(Dataset entries)
- - -

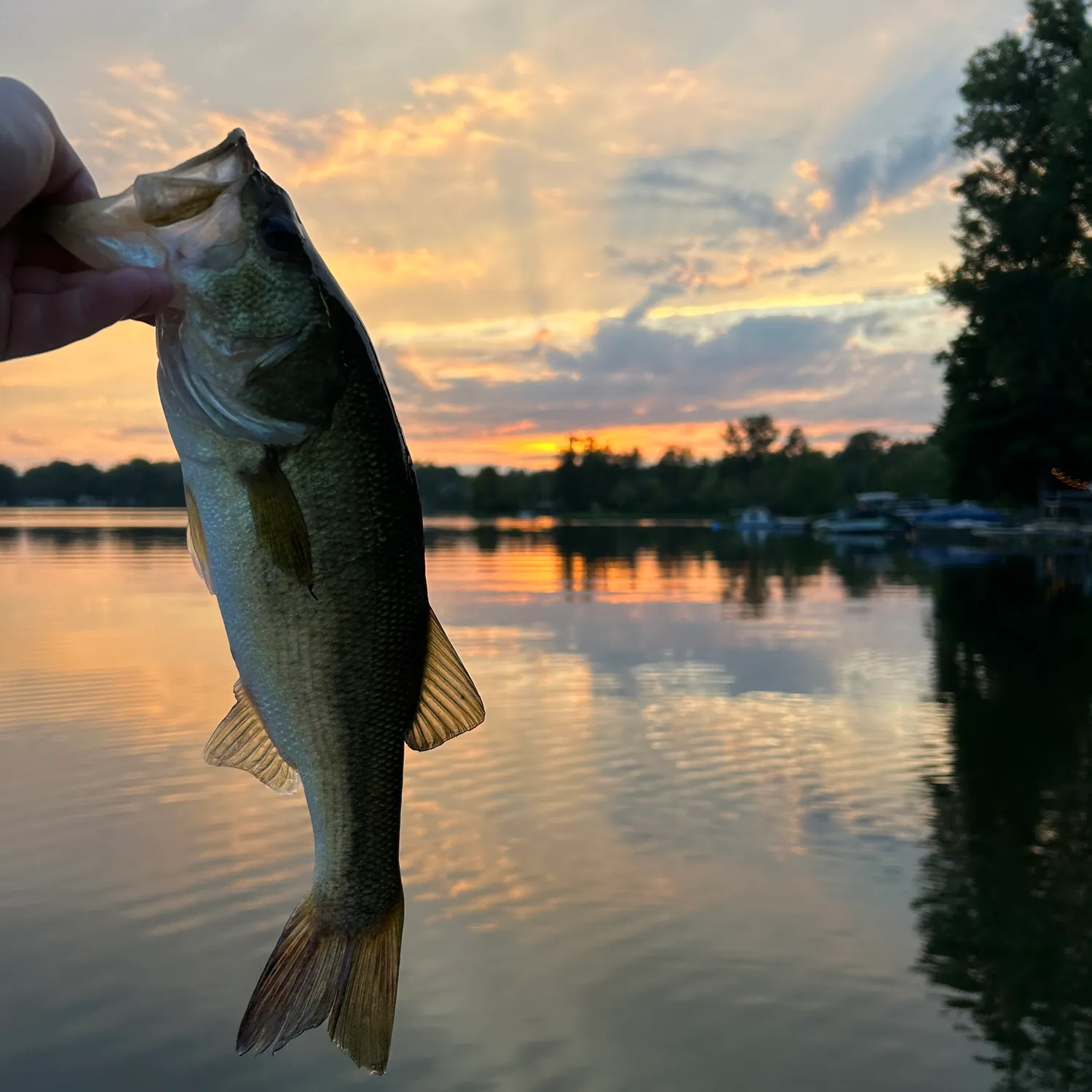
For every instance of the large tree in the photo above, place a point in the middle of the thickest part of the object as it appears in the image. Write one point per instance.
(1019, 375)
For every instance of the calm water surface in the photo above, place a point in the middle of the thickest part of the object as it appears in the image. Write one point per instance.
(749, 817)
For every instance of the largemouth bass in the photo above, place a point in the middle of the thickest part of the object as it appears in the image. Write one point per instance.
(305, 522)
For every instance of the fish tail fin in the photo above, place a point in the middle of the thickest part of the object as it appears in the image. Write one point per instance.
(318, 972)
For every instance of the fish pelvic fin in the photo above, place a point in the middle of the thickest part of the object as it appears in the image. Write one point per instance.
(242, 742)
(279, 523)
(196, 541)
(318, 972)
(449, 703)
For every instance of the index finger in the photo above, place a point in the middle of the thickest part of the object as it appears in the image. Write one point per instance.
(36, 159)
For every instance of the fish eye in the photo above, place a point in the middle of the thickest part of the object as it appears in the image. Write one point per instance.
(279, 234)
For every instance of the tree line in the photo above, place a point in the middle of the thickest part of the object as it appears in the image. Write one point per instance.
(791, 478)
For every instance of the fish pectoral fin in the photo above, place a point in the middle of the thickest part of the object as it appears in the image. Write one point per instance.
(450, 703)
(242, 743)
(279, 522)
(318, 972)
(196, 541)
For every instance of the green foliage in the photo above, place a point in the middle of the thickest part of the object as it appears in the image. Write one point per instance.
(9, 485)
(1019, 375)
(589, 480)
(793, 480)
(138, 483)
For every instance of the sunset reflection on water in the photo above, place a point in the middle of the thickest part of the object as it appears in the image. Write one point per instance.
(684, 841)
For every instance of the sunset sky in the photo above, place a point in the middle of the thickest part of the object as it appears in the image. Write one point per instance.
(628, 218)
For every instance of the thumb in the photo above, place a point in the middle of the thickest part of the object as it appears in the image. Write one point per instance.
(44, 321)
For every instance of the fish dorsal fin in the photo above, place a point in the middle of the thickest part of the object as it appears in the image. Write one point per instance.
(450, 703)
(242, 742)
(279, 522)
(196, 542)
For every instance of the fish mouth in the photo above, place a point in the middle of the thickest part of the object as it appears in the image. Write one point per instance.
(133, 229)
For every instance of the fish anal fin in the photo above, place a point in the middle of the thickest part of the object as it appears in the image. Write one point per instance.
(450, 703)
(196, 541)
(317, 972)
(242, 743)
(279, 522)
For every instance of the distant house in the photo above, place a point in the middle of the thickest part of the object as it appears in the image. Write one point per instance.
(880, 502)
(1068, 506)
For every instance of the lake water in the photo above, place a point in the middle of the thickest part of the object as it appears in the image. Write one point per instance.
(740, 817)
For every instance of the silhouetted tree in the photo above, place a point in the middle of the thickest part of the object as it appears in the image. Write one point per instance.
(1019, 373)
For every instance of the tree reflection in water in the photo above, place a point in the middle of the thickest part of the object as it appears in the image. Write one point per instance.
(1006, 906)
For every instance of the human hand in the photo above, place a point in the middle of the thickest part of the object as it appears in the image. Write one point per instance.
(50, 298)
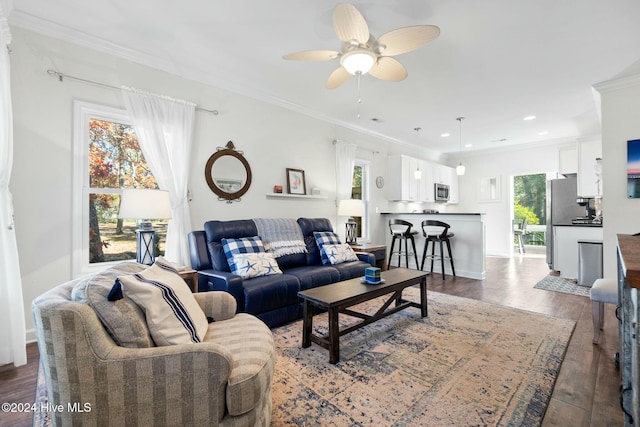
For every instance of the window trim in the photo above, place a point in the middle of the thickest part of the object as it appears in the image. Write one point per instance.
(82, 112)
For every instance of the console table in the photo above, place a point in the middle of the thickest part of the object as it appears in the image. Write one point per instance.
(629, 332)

- - -

WORK TO DO:
Render the items from the line with "For every instance of the sunset sky" to the line with "(1068, 506)" as a two-column CSV headed instruction and points, with one row per item. Put each text and each answer in its own quoted field, replacing any line breaks with spaces.

ANSWER TO THE EXERCISE:
instruction,points
"For every instance of the sunset sky in the photo above, place a point in the middle of the thickest part of the object as it appears in the image. Write one point per instance.","(628, 218)"
"For every instance of the thumb in the photo above, place a point in the middle of the thickest part of the object as it appears in the image. Write one point per instance.","(44, 321)"
"For every instance of the fish dorsal fin in the photo above, place a point in the middle of the thickest part of the object as it appears in the image. Write one point per instance.","(450, 703) (242, 742) (279, 522) (196, 542)"
"For every instance of the fish mouth in the photo above, place a point in the middle of the thickest part of the object as it appears in the image. Write one point per instance.","(133, 229)"
"For every instance of the fish anal fin in the photo above, place a point in the middle of the thickest part of the object as it appears in the image. Write one point per instance.","(450, 703) (196, 541) (317, 972) (242, 743) (279, 522)"
"For every instance of the distant house in the photo above, place a point in the middle of the thickest part of the object as it appears in the image. Write one point per instance.","(880, 502) (1068, 506)"